=== Source document ===
Off they go, and a parade of increasingly manic hijinks ensue. Which is very much expected sitcommery until Eddie asks, as they escape the now chaos-filled school, if Maggie is, well, manic. And she is. She has bipolar disorder, and has stopped taking her meds because she can’t write while she’s on them. Thus, we find ourselves in this bleaker territory for the rest of the six-episode series, which explores the limits of a decade-long friendship between the two women as the pressures of post-20s life start to mount. “I fix problems – you have them,” says Eddie cheerily at the start. But no relationship can survive such a state for ever.

Big Mood remains very broad-brush throughout, like the posh, hapless bartender Klent (Eamon Farren), who has wholly improbably built a rat palace in the bar’s backroom (purely to provide a conclusion to episode two, it seems), a disastrous fake dinner party in episode three and the advent of Maggie’s monstrous mother (Kate Fleetwood) towards the end of the series.
=== Given information ===
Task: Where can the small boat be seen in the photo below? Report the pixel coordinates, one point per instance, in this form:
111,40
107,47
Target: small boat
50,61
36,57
===
- **Required actions**
A. Summarize the Big Mood review in two sentences.
B. Write what comes next in the Big Mood review, picking up after its last sentence.

- **Answers below**
A. The Big Mood review says the six-episode series shifts from expected sitcom hijinks into bleaker territory when Eddie asks whether Maggie is manic, and it turns out Maggie has bipolar disorder and has stopped taking her meds because she can't write on them, which tests the limits of the two women's decade-long friendship. It adds that the show stays very broad-brush throughout, with an improbable rat palace built by the bartender Klent, a disastrous fake dinner party in episode three, and the arrival of Maggie's monstrous mother toward the end.

B.
But everyone is giving it all they’ve got, and while you can sometimes sense the straining after-effect, there is still much to enjoy. There are lovely touches, like Eddie knowing, as only a longtime friend would, that the promise of a trip to TK Maxx just after a kitchenware delivery is more likely to get her melancholy friend out of bed than anything more traditionally fun. Sally Phillips’ turn as a useless psychiatrist – the perfect deployment of her irreproducible frantic-yet-deadpan energy – is a joy, and a worthy comment on the dilapidated state of our mental health services. The “girlborsh” section, too, captures something very awkward perfectly. Coughlan is a force of nature – funny to her bones but able to deliver the depression and deep reckoning that comes with learning that you cannot escape your mind’s wiring and misfiring by simply wishing it away. West does well with a less showy part – though creator and writer Camilla Whitehill is careful to give her some meaty storylines rather than simply letting her be a foil for Coughlan.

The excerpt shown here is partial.